══ SUPPLIED ENTRIES
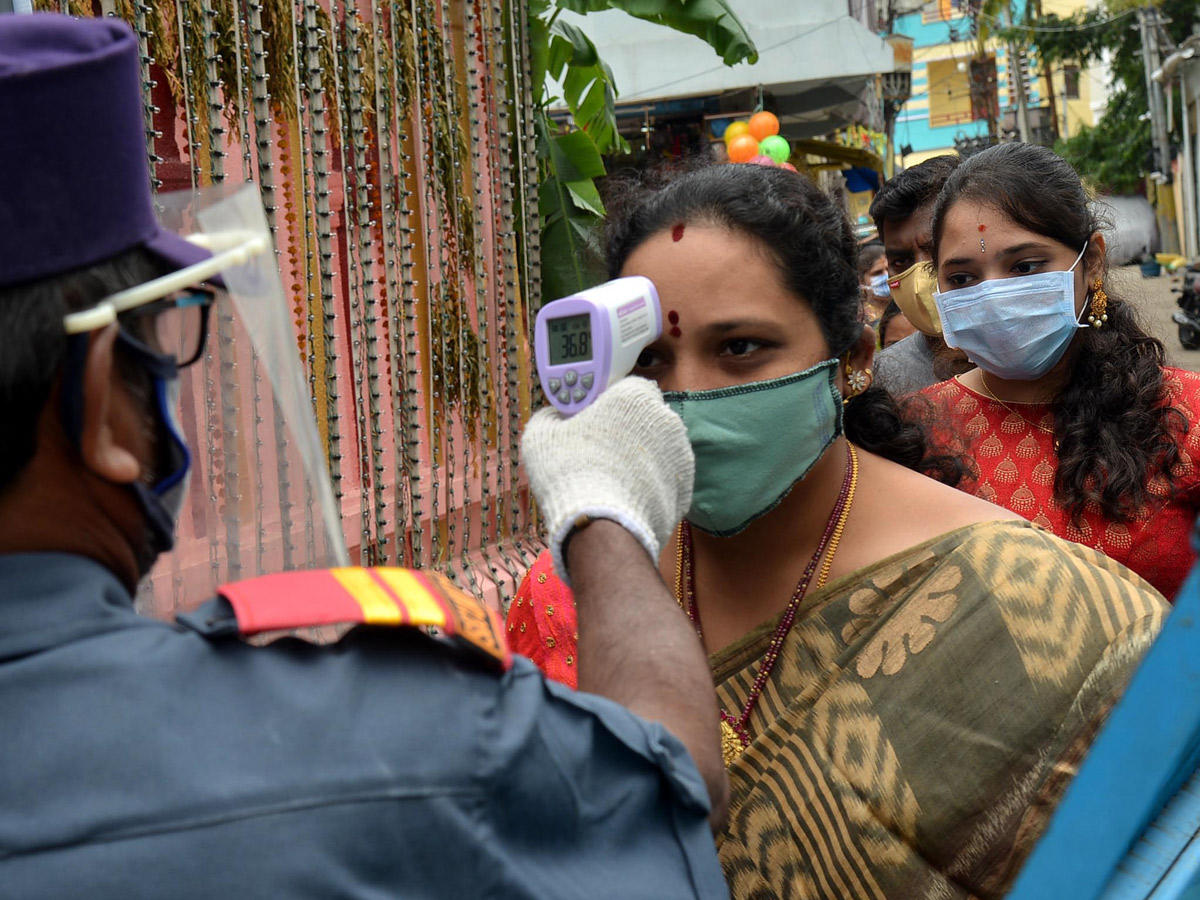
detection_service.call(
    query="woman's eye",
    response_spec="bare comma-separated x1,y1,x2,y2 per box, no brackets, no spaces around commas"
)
1013,259,1044,275
721,337,763,356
════
• SHORT TASK
Rewrite the entries above, renaming "detection_service" to "locator_service" and leaving everything else unchanged. Omit the pictures from your answer.

• OUTPUT FOR THIS EXERCISE
locator_service.call(
    query="woman's eye",
    response_spec="bare comma-separated x1,y1,x2,y2 per box, no brackets, no spaces around commas"
)
1013,259,1044,275
721,337,763,356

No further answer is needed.